YOUR ASSIGNMENT: In your reply, write out the records exactly, each line intact.

GIVEN RECORDS:

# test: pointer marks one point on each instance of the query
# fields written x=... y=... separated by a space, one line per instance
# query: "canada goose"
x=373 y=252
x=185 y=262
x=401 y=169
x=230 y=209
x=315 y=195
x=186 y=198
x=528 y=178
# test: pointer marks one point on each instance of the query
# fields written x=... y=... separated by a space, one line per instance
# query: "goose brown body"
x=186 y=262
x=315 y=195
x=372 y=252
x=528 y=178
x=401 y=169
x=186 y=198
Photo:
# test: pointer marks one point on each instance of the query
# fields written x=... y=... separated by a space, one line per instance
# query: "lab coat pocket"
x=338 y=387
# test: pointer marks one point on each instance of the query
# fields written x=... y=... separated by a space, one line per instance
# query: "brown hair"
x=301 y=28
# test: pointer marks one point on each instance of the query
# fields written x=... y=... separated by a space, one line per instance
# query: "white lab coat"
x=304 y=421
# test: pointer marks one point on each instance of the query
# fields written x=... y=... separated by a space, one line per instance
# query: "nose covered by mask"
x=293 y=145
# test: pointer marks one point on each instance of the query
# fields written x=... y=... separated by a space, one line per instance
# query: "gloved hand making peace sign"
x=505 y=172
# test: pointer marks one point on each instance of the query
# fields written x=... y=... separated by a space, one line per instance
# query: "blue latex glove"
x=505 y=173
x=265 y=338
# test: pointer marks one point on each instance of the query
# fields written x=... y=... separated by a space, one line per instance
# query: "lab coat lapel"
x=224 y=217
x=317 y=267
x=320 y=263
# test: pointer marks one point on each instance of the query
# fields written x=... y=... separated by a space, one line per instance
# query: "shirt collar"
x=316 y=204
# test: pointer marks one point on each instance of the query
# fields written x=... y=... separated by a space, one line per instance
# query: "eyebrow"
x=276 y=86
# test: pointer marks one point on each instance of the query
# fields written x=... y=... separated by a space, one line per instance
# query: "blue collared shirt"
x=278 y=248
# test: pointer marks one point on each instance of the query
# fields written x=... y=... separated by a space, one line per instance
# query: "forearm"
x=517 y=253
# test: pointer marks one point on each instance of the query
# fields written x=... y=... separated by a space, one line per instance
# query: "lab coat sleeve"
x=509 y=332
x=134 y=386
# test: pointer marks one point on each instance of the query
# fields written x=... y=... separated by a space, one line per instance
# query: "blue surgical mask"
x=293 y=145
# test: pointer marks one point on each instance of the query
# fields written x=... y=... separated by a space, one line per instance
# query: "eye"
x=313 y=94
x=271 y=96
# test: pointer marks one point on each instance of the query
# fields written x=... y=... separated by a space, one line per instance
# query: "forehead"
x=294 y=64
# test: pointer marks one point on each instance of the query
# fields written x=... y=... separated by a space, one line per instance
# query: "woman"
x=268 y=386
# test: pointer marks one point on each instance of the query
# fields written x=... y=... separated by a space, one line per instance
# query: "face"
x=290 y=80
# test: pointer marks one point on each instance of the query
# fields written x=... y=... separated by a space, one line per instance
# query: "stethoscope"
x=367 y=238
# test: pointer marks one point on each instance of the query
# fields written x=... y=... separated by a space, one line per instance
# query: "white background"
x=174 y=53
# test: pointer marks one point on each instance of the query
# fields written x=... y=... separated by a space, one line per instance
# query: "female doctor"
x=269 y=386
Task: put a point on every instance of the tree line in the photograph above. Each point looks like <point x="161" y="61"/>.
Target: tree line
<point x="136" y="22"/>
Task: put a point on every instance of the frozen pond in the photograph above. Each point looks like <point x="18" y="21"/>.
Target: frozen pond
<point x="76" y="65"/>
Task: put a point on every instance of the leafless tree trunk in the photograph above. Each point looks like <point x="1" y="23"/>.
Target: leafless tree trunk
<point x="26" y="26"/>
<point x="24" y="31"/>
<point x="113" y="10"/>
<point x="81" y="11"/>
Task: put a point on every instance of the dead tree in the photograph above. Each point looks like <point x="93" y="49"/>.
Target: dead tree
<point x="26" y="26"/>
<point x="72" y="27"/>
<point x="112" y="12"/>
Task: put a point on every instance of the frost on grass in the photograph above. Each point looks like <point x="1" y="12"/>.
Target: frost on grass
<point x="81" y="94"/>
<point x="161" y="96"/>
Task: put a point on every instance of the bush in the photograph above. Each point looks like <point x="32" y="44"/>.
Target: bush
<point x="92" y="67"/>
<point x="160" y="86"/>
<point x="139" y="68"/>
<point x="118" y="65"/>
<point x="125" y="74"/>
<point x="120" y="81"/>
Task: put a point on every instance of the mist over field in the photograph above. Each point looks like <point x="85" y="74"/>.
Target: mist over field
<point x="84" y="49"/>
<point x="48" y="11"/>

EXERCISE ANSWER:
# test: pointer marks one point on each instance of the query
# fields written x=... y=... separated by a space, one line per instance
# query: "canada goose"
x=373 y=252
x=185 y=262
x=401 y=169
x=230 y=209
x=315 y=195
x=186 y=198
x=528 y=178
# test: pointer marks one point on each instance of the query
# fields written x=... y=... separated by a space, one line per instance
# query: "goose brown body"
x=186 y=262
x=315 y=195
x=372 y=252
x=528 y=178
x=401 y=169
x=186 y=198
Photo:
# test: pointer marks one point on each instance of the query
# fields written x=... y=... separated by a space, one line per instance
# query: "lab coat pocket"
x=338 y=387
# test: pointer marks one point on each instance of the query
# fields written x=... y=... separated by a space, one line per instance
# query: "brown hair"
x=301 y=28
# test: pointer marks one point on each instance of the query
# fields written x=... y=... separated by a space, one line per instance
# query: "white lab coat"
x=304 y=421
# test: pointer marks one point on each instance of the query
# fields written x=... y=... separated by a space, one line per instance
# query: "nose covered by mask"
x=293 y=145
# test: pointer marks one point on each instance of the query
# fields written x=... y=... separated by a space, one line per instance
# query: "gloved hand making peace sign"
x=505 y=172
# test: pointer marks one point on each instance of the query
# fields written x=... y=... separated by a space, one line per instance
# query: "blue latex glove"
x=505 y=173
x=265 y=338
# test: pointer marks one point on each instance of the query
# fields written x=... y=... separated by a space, one line per instance
# query: "lab coat lapel"
x=224 y=217
x=317 y=267
x=320 y=263
# test: pointer marks one point on each instance of the query
# fields written x=... y=... separated by a space, one line per instance
# query: "shirt collar"
x=316 y=204
# test: pointer marks one point on each instance of the query
# fields written x=... y=... separated by a space, one line per instance
# query: "eyebrow"
x=276 y=86
# test: pointer marks one point on each instance of the query
# fields written x=... y=... separated by a space, one line per instance
# query: "blue collared shirt"
x=278 y=248
# test: pointer marks one point on each instance of the query
# fields written x=... y=... separated by a space, one line per instance
# query: "forearm"
x=517 y=253
# test: pointer marks one point on each instance of the query
# fields written x=... y=... separated by a space, one line per instance
# query: "lab coat sleeve"
x=509 y=332
x=134 y=386
# test: pointer marks one point on each instance of the query
# fields written x=... y=... separated by a space, one line per instance
# query: "blue surgical mask"
x=293 y=145
# test: pointer marks one point on each instance of the query
# fields written x=... y=... separated by a space, one line per instance
# query: "eye"
x=313 y=94
x=271 y=96
# test: pointer marks one point on each instance of the query
# fields written x=... y=... separated by a space, one line per instance
# query: "forehead"
x=294 y=64
# test: pointer marks one point on each instance of the query
# fields written x=... y=... separated by a space, one line per instance
# query: "woman"
x=268 y=386
# test: pointer marks one point on each instance of the query
# fields written x=... y=... separated by a space, one line per instance
# query: "face"
x=290 y=80
# test: pointer marks one point on each instance of the query
# fields written x=... y=... separated by a space, one line per instance
# query: "stethoscope"
x=367 y=238
# test: pointer marks one point on each instance of the query
# fields written x=... y=... separated by a space, one line per instance
# query: "white background"
x=174 y=53
# test: pointer marks one point on each instance of the query
# fields written x=... y=... separated by a space, one line per instance
# query: "female doctor"
x=269 y=386
Task: put a point on every instance of the tree line in the photograph above. Each point looks like <point x="161" y="61"/>.
Target: tree line
<point x="136" y="22"/>
Task: put a point on every instance of the frozen pond in the photograph above. Each point looks like <point x="18" y="21"/>.
Target: frozen pond
<point x="76" y="65"/>
Task: put a point on every instance of the leafless tree trunk in the photograph above. Each point looks like <point x="1" y="23"/>.
Target: leafless tree trunk
<point x="26" y="26"/>
<point x="24" y="31"/>
<point x="113" y="10"/>
<point x="81" y="11"/>
Task: put a point on every instance of the dead tree in the photograph above. Each point looks like <point x="93" y="49"/>.
Target: dead tree
<point x="26" y="26"/>
<point x="72" y="27"/>
<point x="112" y="12"/>
Task: put a point on every instance of the frost on grass in the photograph above. Each point looks like <point x="1" y="12"/>.
Target: frost on grass
<point x="81" y="94"/>
<point x="161" y="96"/>
Task: put a point on every instance of the bush in the photograph above. Each point looks like <point x="32" y="44"/>.
Target: bush
<point x="92" y="67"/>
<point x="160" y="86"/>
<point x="139" y="68"/>
<point x="118" y="65"/>
<point x="125" y="74"/>
<point x="120" y="81"/>
Task: put a point on every instance of the mist over field in the photograph above. Each point looks like <point x="85" y="74"/>.
Target: mist over field
<point x="84" y="49"/>
<point x="48" y="11"/>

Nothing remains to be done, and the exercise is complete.